## What you should do
Copy out all of the material below, swapping each "Query" for "Target" and keeping every other line the same. Leave the pictures out.

## Working data
○ ○ ○ ○ ○ ○ ○

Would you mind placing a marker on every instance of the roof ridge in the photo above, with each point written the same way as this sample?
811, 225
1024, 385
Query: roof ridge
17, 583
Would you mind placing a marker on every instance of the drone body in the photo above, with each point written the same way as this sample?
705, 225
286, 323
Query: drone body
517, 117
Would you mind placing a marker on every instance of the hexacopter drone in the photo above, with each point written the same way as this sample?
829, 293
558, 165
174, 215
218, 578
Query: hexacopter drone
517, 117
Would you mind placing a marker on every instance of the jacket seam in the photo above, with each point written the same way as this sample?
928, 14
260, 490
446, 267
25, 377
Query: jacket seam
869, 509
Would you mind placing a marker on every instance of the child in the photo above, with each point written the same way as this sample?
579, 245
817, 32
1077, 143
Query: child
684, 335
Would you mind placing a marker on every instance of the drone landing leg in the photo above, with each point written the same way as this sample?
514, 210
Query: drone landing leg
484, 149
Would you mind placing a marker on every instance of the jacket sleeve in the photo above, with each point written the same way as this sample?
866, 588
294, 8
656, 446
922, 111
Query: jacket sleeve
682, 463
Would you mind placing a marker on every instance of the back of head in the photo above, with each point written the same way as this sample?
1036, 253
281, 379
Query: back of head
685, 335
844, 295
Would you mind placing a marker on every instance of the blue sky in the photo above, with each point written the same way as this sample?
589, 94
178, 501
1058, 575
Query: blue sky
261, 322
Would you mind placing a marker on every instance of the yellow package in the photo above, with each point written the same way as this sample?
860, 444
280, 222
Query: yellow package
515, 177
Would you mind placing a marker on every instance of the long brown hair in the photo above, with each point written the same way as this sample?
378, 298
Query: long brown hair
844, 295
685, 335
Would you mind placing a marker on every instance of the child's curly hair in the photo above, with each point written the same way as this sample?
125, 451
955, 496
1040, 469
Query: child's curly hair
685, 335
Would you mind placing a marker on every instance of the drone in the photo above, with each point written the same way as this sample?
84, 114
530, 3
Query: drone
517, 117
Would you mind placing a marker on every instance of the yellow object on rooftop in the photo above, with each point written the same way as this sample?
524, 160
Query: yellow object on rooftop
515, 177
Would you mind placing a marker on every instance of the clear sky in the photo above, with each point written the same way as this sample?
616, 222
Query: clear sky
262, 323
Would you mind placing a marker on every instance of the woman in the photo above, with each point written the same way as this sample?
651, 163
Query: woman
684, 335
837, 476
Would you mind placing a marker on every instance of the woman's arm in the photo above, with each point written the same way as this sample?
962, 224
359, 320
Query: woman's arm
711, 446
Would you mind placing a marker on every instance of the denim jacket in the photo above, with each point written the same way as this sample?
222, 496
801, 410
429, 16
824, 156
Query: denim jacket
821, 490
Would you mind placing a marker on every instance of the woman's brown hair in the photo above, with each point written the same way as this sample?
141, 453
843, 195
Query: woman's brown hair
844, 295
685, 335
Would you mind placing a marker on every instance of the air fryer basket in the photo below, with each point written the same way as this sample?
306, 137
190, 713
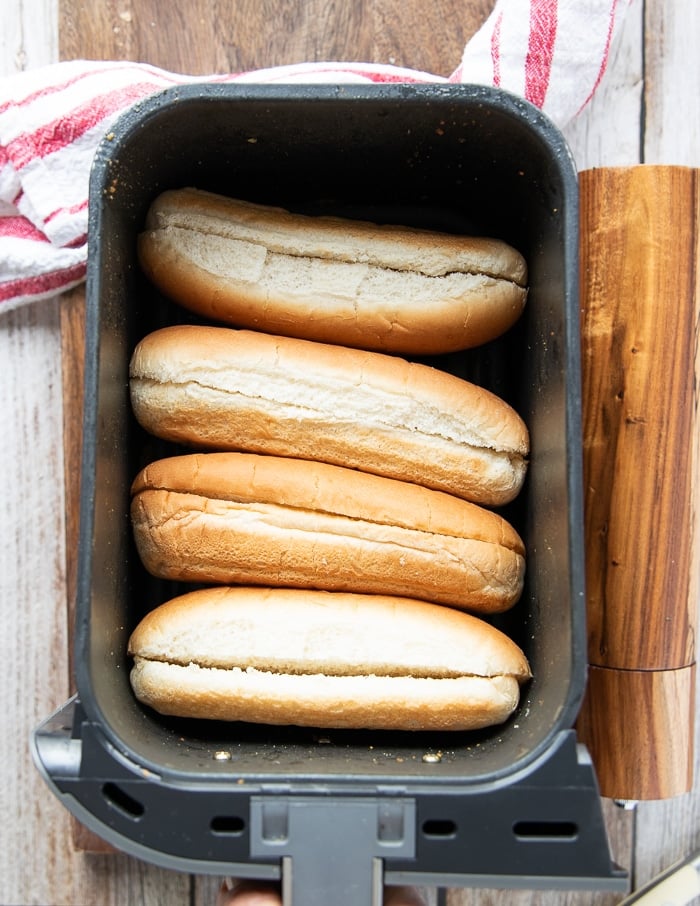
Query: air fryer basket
516, 805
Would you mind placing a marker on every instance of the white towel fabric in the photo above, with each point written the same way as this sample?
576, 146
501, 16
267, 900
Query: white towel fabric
551, 52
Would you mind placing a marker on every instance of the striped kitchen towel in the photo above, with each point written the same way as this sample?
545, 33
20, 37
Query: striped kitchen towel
551, 52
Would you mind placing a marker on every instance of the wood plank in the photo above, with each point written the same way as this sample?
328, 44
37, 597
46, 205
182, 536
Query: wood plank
40, 866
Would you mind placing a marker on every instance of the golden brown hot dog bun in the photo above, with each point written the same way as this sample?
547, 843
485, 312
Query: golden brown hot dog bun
331, 279
219, 388
238, 518
288, 656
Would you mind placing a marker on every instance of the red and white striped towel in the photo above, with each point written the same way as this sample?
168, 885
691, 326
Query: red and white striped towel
552, 52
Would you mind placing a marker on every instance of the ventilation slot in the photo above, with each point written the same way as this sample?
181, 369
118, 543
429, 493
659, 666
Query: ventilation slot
545, 830
439, 827
119, 799
230, 825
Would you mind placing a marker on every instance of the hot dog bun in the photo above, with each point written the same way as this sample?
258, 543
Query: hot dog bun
330, 279
238, 518
219, 388
287, 656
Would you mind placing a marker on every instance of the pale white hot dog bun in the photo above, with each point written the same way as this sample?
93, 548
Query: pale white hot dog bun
335, 280
219, 388
310, 658
238, 518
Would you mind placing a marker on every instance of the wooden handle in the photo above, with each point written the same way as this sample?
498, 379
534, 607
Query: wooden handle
639, 322
639, 246
638, 727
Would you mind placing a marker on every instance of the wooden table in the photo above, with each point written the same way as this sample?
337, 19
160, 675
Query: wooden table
647, 109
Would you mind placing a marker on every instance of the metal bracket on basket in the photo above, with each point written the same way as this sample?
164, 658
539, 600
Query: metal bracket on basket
305, 833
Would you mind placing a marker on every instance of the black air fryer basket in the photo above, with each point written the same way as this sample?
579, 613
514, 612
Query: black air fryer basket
334, 812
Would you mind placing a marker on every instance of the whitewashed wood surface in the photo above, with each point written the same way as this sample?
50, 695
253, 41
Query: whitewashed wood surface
647, 109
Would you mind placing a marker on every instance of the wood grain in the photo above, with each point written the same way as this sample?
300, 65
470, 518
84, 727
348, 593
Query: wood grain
654, 65
206, 36
638, 727
640, 305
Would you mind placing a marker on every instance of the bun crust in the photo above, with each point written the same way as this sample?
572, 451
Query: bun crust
241, 518
330, 279
219, 388
312, 658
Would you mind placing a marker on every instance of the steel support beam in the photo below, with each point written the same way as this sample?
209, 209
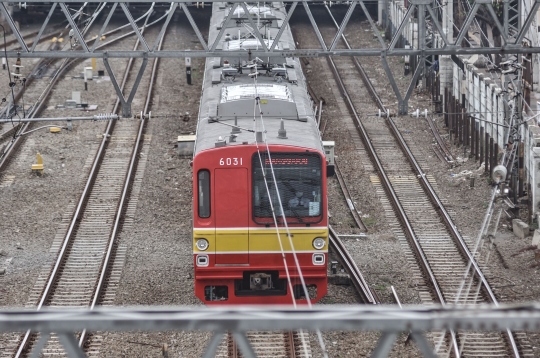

○ ○ ○ ○ ○ ○ ○

## Complete answer
Would you mind placing a marker on every instance of the roof ridge in the photo above, with each point written the same way as this sample?
811, 225
1024, 385
Target: roof ridge
17, 583
Would you mind placing a marker on every instance of the drone body in the photo above, with each point written the same way as this sample?
705, 225
286, 323
Target: drone body
517, 117
Would you mind placing a marker on every instance of the hexacopter drone in the photo above, with each point written the same way as this sample?
829, 293
558, 165
174, 215
218, 578
Target: hexacopter drone
517, 117
Would you mind placing a marker on every instance of the jacket seam in the photo above, with each point written the same way as this sample?
928, 14
260, 490
446, 267
25, 377
Target: jacket seam
869, 509
Would you mind placing a marker on every instance of the child in the photo above, with each point written the same way as this sample?
579, 245
817, 32
1077, 143
Target: child
684, 335
Would you mind placing a marker on every instance of the drone landing leg in the photo above, with each point written the same way as this sample?
514, 210
Target: drone landing leg
484, 149
Would you mind placing a marker on every instance of the jacket sleeve in the photo above, with each point written the same way as this sample?
866, 588
294, 8
656, 446
922, 111
Target: jacket sleeve
682, 463
Would you mind placing a marker on every instance of the back of head in the photo above, with each point written the same way as this sample?
1036, 253
281, 379
Target: back of head
685, 335
844, 295
Would you mind placing a marker on every instance of the blue sky in the photo above, with each point written the same way as this sample?
589, 94
178, 501
1058, 575
Target: blue sky
261, 322
Would you mind placing a marker on every instance of the yellow package in the photo above, with each point written the same way as this sample?
860, 444
280, 222
Target: yellow package
515, 177
Would you mind placing a marker on every instance of the long brown hair in the photo above, with each point written the same way as this sample?
378, 298
Target: long brown hair
844, 295
685, 335
Would you mind placing a marker on every instance of the child's curly hair in the photo above, with each point written the same way as this sample?
125, 451
955, 496
1040, 469
Target: child's curly hair
685, 335
Would you mind placing a marker on every instance of the drone in the photo above, with each point written the same way as this sample?
84, 114
530, 3
Target: drone
517, 117
Would you mind placing a marker on every instance of the yellow object on rooftop in the photo above, with each point written the same way as this sample?
524, 160
Target: yellow object on rooftop
515, 177
Would you mind placing a marker on every instance of the clear sky in the photo above, with each point written the same way as this sample?
616, 222
Target: clear sky
262, 323
Would you mind placing a marker on every instance of the woman in the photo above, with each point written the same way as this sample?
651, 163
Target: woman
684, 335
837, 476
Would you mind placing a marker on every instance of the woman's arm in the photo above, with each point written the same way as this sample?
962, 224
359, 320
Target: woman's arm
711, 446
Would you mind placing a marker on every instance of the denim jacket in the photo above, with each point written the same way as this sample?
222, 496
801, 410
429, 16
824, 156
Target: denim jacket
821, 490
Would you mind placing a marker on every instance of the woman's brown hair in the photo above, with each point written the same way as this sample?
141, 453
843, 195
Target: woman's brown hair
844, 295
685, 335
Would you mind placing a marker on every instance of the air fryer basket in the photo below, with each point written the same way as this sample?
306, 137
190, 713
Target: air fryer basket
516, 805
Would you mind placing a marker on every instance of the white towel fabric in the photo above, with each point written the same way as this sample?
576, 146
501, 16
267, 900
Target: white towel fabric
551, 52
Would you mind placing a marker on every instance of the striped kitchen towel in the photo above, with each point written the same way as this sample?
545, 33
20, 37
Target: striped kitchen towel
551, 52
Would you mind placing a marker on every instance of the wood plank in the photo above, with each point written the same way as this sample?
328, 44
37, 597
46, 205
182, 536
Target: wood plank
40, 866
Would you mind placing a marker on every instance of the golden brown hot dog bun in the photo above, with each point written the same way as this sample?
547, 843
485, 312
Target: golden brown hot dog bun
331, 279
219, 388
238, 518
288, 656
Would you mind placing a marker on every instance of the red and white striped towel in the photo above, with each point written the same way as this sample?
168, 885
691, 326
Target: red and white striped towel
552, 52
Would you mind placing a marker on every instance of the ventilation slot in the photo above, with each point written the same way as this sample?
181, 369
118, 543
429, 493
659, 666
Target: ventilation slot
545, 830
439, 827
119, 799
230, 825
Would you mind placing a marker on every instance of the hot dog bun in the photo above, with each point written the same way as this sample?
258, 543
Target: hot dog bun
330, 279
238, 518
219, 388
287, 656
Would you mind placing a marker on every instance of the pale white hot dog bun in the photo above, with each point written the same way as this sample?
93, 548
Target: pale white hot dog bun
335, 280
219, 388
310, 658
238, 518
Would you mind placing a marker on every instance of the wooden handle in the photo above, with each point written the same way as this sample?
498, 379
534, 607
Target: wooden handle
639, 322
639, 246
638, 727
Would you mind placing a marker on every instance of the wooden table in the photo above, with each point written the same way as this sample?
337, 19
160, 675
Target: wooden table
647, 109
Would you mind placing a marker on every instance of the metal bracket on basket in the photo above, with each point written the same way as this sample?
164, 658
539, 600
Target: metal bracket on basket
305, 833
Would you mind placing a marker on every instance of the black air fryer basket in the photo above, with each point written the same way as this sample?
579, 613
514, 612
Target: black air fryer basket
334, 812
Would you mind placing a marker on every instance of the whitewashed wood surface in the photo above, with each point written the same way as this sample?
50, 695
253, 41
Target: whitewashed wood surface
647, 109
Would you mind placing a marker on every instance of the wood grain in the photo above, with each point written the same way as this sample?
300, 65
470, 518
84, 727
348, 593
Target: wood grain
654, 65
206, 36
638, 727
640, 305
Would you mind placing a marker on every instance of the bun crust in the photo above, with each point written the same way as this sample?
572, 451
Target: bun crust
241, 518
330, 279
219, 388
312, 658
Would you mind placing a marker on every instance of the steel support beam in the photo below, with each point written the same way as this sample?
209, 209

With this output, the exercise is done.